* _Source material_:
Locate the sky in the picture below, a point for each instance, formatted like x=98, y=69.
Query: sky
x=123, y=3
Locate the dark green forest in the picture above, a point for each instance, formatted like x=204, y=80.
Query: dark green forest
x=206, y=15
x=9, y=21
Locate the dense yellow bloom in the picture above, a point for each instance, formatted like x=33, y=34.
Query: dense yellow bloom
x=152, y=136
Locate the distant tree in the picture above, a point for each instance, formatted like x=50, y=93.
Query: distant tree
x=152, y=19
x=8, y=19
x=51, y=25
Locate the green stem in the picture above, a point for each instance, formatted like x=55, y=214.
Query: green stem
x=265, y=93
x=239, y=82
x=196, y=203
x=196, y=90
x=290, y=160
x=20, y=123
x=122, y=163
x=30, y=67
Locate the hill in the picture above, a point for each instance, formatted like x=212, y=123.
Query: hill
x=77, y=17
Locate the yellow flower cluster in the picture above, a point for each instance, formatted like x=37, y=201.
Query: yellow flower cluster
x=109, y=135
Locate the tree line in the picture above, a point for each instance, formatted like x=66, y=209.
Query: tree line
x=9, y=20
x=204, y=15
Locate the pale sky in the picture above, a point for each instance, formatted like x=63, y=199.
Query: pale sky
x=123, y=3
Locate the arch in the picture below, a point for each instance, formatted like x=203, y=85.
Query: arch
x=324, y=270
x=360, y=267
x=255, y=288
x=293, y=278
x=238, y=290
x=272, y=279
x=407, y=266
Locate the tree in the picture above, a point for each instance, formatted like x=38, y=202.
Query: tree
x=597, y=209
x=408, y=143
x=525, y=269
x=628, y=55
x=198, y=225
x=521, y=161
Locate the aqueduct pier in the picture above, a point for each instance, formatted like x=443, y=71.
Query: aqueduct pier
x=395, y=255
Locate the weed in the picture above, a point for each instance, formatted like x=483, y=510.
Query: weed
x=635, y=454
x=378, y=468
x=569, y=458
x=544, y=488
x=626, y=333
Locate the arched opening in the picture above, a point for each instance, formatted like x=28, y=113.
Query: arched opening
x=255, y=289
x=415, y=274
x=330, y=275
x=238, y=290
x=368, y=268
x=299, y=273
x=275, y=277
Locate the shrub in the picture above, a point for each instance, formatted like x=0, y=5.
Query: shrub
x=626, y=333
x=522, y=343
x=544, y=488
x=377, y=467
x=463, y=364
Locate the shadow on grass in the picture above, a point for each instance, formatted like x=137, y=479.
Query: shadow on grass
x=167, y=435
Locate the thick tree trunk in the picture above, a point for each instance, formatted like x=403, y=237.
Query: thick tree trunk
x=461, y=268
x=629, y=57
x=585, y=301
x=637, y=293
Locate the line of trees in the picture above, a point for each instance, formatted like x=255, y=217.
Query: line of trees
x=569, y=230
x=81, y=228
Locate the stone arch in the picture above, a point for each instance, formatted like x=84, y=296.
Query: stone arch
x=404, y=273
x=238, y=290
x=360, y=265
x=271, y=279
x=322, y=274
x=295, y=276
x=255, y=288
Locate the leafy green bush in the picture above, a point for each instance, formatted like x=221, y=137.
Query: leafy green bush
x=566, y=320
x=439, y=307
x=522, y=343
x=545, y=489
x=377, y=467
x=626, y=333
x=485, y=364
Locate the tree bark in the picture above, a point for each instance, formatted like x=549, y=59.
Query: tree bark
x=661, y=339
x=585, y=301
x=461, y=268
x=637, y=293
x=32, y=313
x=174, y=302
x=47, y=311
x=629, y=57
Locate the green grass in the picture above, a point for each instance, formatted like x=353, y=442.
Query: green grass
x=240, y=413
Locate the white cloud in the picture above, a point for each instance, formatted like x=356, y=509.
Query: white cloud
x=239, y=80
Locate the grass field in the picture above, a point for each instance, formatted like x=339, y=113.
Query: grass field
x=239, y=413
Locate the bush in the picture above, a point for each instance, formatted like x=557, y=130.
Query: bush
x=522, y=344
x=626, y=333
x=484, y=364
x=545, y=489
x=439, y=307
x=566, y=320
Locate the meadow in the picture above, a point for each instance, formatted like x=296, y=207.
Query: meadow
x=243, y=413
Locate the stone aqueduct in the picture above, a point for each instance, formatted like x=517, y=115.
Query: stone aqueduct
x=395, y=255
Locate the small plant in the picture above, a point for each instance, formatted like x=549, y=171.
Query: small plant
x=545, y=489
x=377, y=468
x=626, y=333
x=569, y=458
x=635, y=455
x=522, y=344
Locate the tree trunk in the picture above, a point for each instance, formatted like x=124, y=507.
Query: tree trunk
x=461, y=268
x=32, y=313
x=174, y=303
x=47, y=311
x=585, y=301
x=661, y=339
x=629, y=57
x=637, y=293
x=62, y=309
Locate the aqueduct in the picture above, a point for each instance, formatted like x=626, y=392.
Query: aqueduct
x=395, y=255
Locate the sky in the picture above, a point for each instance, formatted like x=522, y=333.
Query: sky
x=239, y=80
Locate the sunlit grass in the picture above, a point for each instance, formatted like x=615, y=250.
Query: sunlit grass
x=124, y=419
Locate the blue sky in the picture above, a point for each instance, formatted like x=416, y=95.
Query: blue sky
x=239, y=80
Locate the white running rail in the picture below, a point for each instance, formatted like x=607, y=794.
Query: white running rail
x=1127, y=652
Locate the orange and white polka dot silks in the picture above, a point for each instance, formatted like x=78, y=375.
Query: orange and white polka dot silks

* _What is required_: Reproduce the listing above, replacing every "a point for each instance" with "one point per instance" and leaving everything else unchanged.

* _Full output_:
Locate the sky in the picture below, one point per instance, formatted like x=98, y=69.
Query: sky
x=123, y=3
Locate the dark green forest in the picture above, one point per instance, formatted like x=204, y=80.
Query: dark green forest
x=206, y=15
x=9, y=21
Locate the dense yellow bloom in the picture above, one point per instance, formatted like x=33, y=34.
Query: dense yellow bloom
x=152, y=136
Locate the distant tree in the picture above, one point per instance, formatted like x=50, y=93.
Query: distant tree
x=152, y=19
x=8, y=19
x=51, y=25
Locate the green stem in the picture above, one point per instance, formatted like x=55, y=214.
Query: green stem
x=265, y=93
x=239, y=82
x=196, y=203
x=196, y=90
x=290, y=160
x=20, y=123
x=122, y=163
x=30, y=67
Locate the hill in the picture above, one point per instance, formatted like x=212, y=123.
Query: hill
x=77, y=17
Locate the yellow flower cluster in the picture above, one point per instance, formatted like x=37, y=201.
Query: yellow flower cluster
x=109, y=135
Locate the tree line in the picture above, one point per instance, formatted like x=66, y=209.
Query: tree line
x=9, y=20
x=204, y=15
Locate the pale sky in the picture above, one point per instance, formatted like x=63, y=199.
Query: pale sky
x=123, y=3
Locate the arch in the picture below, one point per instance, formatted like x=203, y=85.
Query: arch
x=324, y=270
x=360, y=267
x=255, y=288
x=293, y=278
x=238, y=290
x=272, y=279
x=407, y=266
Locate the tree in the picture above, one point per instance, formatted like x=38, y=202.
Query: tree
x=597, y=209
x=408, y=143
x=525, y=269
x=628, y=55
x=198, y=225
x=521, y=161
Locate the aqueduct pier in the picture above, one point per instance, formatted like x=443, y=71.
Query: aqueduct pier
x=395, y=255
Locate the weed in the picture above, one point per instance, formatted like x=483, y=510.
Query: weed
x=635, y=454
x=378, y=468
x=569, y=458
x=544, y=488
x=626, y=333
Locate the arched opening in the picture above, one point per instance, formatted like x=28, y=113.
Query: arched opening
x=255, y=289
x=415, y=274
x=330, y=275
x=238, y=290
x=368, y=268
x=299, y=273
x=275, y=277
Locate the shrub in the picture above, one point per instance, formatted like x=0, y=5.
Query: shrub
x=626, y=333
x=522, y=343
x=544, y=488
x=377, y=467
x=463, y=364
Locate the shadow on grass in the picture above, one point per instance, formatted like x=137, y=479.
Query: shadow on grass
x=167, y=435
Locate the thick tree trunk in the picture above, one point per instance, formatted like x=403, y=237.
Query: thick tree trunk
x=461, y=268
x=629, y=57
x=585, y=301
x=637, y=293
Locate the line of trees in the picture above, one point per instance, formatted like x=255, y=217.
Query: line of trees
x=569, y=230
x=81, y=228
Locate the stone arch in the picture above, one point per instance, formatted like x=84, y=296.
Query: stone arch
x=404, y=273
x=238, y=290
x=360, y=265
x=271, y=279
x=322, y=274
x=295, y=276
x=255, y=288
Locate the leafy green bush in the picture above, one point per instance, formatted like x=221, y=137.
Query: leafy green bush
x=566, y=320
x=439, y=307
x=522, y=343
x=545, y=489
x=377, y=467
x=626, y=333
x=485, y=364
Locate the tree bark in the picture above, one point per instance, formatted like x=549, y=59.
Query: tree bark
x=661, y=339
x=585, y=301
x=461, y=268
x=637, y=293
x=32, y=313
x=174, y=302
x=47, y=311
x=629, y=57
Locate the green grass in the picture above, one point per instance, formatted like x=353, y=442.
Query: green grass
x=240, y=413
Locate the white cloud in the picture above, one point per instance, formatted like x=356, y=509.
Query: white cloud
x=239, y=80
Locate the grass field in the picture above, one point per instance, formatted like x=339, y=113.
Query: grass field
x=239, y=413
Locate the bush in the picture above, one point per instance, formatted like x=557, y=130.
Query: bush
x=522, y=344
x=626, y=333
x=484, y=364
x=545, y=489
x=439, y=307
x=566, y=320
Locate the meadow in the picture above, one point per instance, formatted like x=296, y=207.
Query: meadow
x=243, y=413
Locate the stone aqueduct in the picture above, one point per instance, formatted like x=517, y=115.
Query: stone aqueduct
x=395, y=255
Locate the small plant in the picture above, one point per instance, formatted like x=549, y=171.
Query: small plant
x=545, y=489
x=377, y=468
x=626, y=333
x=569, y=458
x=635, y=455
x=522, y=344
Locate the tree trunk in the picture above, one point per instance, formatted like x=124, y=507.
Query: tree trunk
x=461, y=268
x=32, y=313
x=174, y=303
x=47, y=311
x=585, y=301
x=661, y=339
x=629, y=57
x=637, y=293
x=62, y=309
Locate the aqueduct in the picture above, one point per instance, formatted like x=626, y=392.
Query: aqueduct
x=395, y=255
Locate the sky in the picture above, one point per instance, formatted like x=522, y=333.
Query: sky
x=239, y=80
Locate the sunlit grass in the picture above, one point per instance, formatted like x=615, y=250.
Query: sunlit grass
x=124, y=419
Locate the blue sky in the picture above, one point per instance, formatted like x=416, y=95.
Query: blue sky
x=239, y=80
Locate the white running rail in the picture below, one point per instance, formatted like x=607, y=794.
Query: white running rail
x=1127, y=652
Locate the orange and white polka dot silks in the picture above, one point per instance, formatted like x=78, y=375.
Query: orange and white polka dot silks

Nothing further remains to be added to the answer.